Begin Listed records
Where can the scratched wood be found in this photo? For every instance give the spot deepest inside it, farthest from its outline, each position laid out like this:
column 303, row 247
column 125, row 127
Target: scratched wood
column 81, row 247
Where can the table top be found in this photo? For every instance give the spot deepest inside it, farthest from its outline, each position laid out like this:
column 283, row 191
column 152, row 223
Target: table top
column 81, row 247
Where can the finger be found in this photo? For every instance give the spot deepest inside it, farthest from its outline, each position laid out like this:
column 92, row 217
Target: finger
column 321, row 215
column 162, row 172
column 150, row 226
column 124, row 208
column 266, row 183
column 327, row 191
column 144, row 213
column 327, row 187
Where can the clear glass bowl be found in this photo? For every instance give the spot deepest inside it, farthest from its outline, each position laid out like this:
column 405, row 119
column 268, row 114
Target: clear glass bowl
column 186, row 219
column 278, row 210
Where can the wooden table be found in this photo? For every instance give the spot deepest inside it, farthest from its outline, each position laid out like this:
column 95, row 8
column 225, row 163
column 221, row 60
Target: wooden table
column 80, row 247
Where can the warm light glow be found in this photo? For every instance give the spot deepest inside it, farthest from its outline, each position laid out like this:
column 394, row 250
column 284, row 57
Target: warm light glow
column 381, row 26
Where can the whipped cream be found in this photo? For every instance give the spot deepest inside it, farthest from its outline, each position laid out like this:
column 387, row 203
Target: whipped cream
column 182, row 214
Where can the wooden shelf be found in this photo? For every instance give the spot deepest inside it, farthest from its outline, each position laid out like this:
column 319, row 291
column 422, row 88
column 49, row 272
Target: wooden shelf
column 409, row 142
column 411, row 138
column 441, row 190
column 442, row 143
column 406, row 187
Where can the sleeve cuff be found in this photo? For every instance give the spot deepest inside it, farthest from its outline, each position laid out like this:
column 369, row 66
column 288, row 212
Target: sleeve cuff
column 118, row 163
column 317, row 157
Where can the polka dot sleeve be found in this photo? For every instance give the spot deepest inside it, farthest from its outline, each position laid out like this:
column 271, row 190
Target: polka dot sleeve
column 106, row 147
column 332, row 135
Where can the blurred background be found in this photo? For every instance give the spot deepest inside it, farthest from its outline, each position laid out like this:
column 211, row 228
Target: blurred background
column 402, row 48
End Listed records
* **Your goal**
Return all of the point placement data above word for word, without changing anything.

* **Final result**
Where can the scratched wood be found in this photo? For every instance give the spot deepest inside it, farthest from its outline, each position laid out like this:
column 303, row 247
column 125, row 127
Target: scratched wood
column 81, row 247
Where can the table top be found in this photo? For every instance give the spot deepest inside it, farthest from its outline, each position laid out like this:
column 283, row 191
column 152, row 223
Target: table top
column 81, row 247
Where can the finger be found in this photo? For every instance give the spot deepest inside it, farthest from its outline, each position laid out like this:
column 92, row 217
Target: finger
column 321, row 215
column 162, row 172
column 150, row 226
column 124, row 208
column 266, row 183
column 327, row 191
column 144, row 213
column 327, row 187
Where can the clear glass bowl be found in this photo? For every instance give the spot deepest inside it, farthest from its outline, each position laid out like this:
column 405, row 119
column 268, row 114
Target: clear glass bowl
column 186, row 219
column 278, row 210
Where can the wooden table be found in this photo? For every instance give the spot deepest inside it, farthest from its outline, each position laid out like this:
column 95, row 8
column 225, row 163
column 221, row 60
Target: wooden table
column 80, row 247
Where can the warm light glow be found in this photo? For every instance give the spot deepest inside it, farthest from its outline, each position laid out like this:
column 394, row 250
column 284, row 57
Target: warm light glow
column 381, row 26
Where can the whipped cream be found in this photo? For every instance give the spot deepest inside it, farthest from its outline, each position laid out like this:
column 387, row 203
Target: whipped cream
column 182, row 214
Where can the wooden shelf be found in this photo? For every instance give the spot deepest inside it, farthest from its outline, each position laid out like this:
column 319, row 291
column 422, row 88
column 49, row 272
Target: wooden shelf
column 409, row 142
column 411, row 138
column 441, row 190
column 442, row 143
column 406, row 187
Where can the sleeve cuff be found in this photo? For every instance give the spot deepest inside it, farthest from its outline, each position laid out like this:
column 369, row 66
column 288, row 212
Target: sleeve cuff
column 118, row 163
column 317, row 157
Where can the polka dot sleeve be found in this photo? For every instance give the spot deepest inside it, farthest from its outline, each position laid out like this:
column 271, row 190
Target: polka dot sleeve
column 106, row 147
column 332, row 135
Where can the blurred background be found in this photo? For every instance give the spot deepest inside it, farthest from its outline, each position laid out like this:
column 211, row 228
Target: blurred background
column 402, row 48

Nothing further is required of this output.